§ **Page text**:
Favorites of the Decade

The prospect of creating a list of favorite films for the decade both excites and terrifies me. I am certainly a compulsive list-maker, but with the number of films I’ve seen, and loved, from 2000 through 2009, the task seems a bit like choosing a favorite among my kids or deciding whether Crime and Punishment or The Brothers Karamazov is my favorite Dostoevsky novel. Either it just can’t be done—as is the case with my kids—or one day I might feel a stronger connection to one, only to see my loyalties shift the next day. Today, it’s Crime and Punishment.

That said, the first five entries on the list were shoe-ins. I couldn’t imagine them ever falling off. I’ve seen each of them multiple times (they hold up—an important qualification for making a list like this), and their artistry is without question. The other five might be replaced by films like Spirited Away, Punch-Drunk Love, Persepolis, Take Out, When the Levees Broke, or The Royal Tenenbaums, but in the end I have to admit a certain level of comfort with the list.

I am most pleased by its diversity—3 films from Europe, 3 from the U.S., 2 from Asia, and 2 from Iran. (And honest, I didn’t plan it that way.) I am most disappointed with the lack of animation—Linklater’s Waking Life was important in pushing my personal boundaries as to what films could do on levels beyond plot mechanics and narrative development.

I suspect this list to change as time goes on, not so much because I think these films will fade in my estimation, but because I expect a great number of other films made this decade could rival many of the titles on this list. Here’s where it stands today:

10. Mutual Appreciation (2005)

§ **Data excerpt**:
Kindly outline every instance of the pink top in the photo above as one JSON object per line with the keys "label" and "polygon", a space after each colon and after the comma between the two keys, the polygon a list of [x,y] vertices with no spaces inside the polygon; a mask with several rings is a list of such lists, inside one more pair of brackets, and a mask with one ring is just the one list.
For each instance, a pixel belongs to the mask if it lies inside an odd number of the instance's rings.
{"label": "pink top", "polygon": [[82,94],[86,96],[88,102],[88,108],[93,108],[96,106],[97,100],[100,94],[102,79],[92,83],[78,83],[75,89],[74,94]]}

§ **Set task**:
Extend the favorite-films-of-the-decade piece, picking up right after its last line, "10. Mutual Appreciation (2005)".

§ **Solved exercise**:
The final film on the list comes from American indie director Andrew Bujalski, whose first film, Funny Ha Ha, treads some similar ground as Mutual Appreciation. However, where the former film focuses primarily on the romantic trials of a single young woman, Mutual Appreciation expands that palette to include three separate people, each looking for friendship and love while trying to make it on their own. Mutual Appreciation comes across as an unassuming film—it looks like nothing is happening. But on careful reflection, the lives of its three leads are slowly changing, learning to live with and rely on one another. That Bujalski is able to slide this under our noses in such an understated manner while rooting his characters in an all too real world makes this one of my favorite films of the decade.

9. Ten (2002)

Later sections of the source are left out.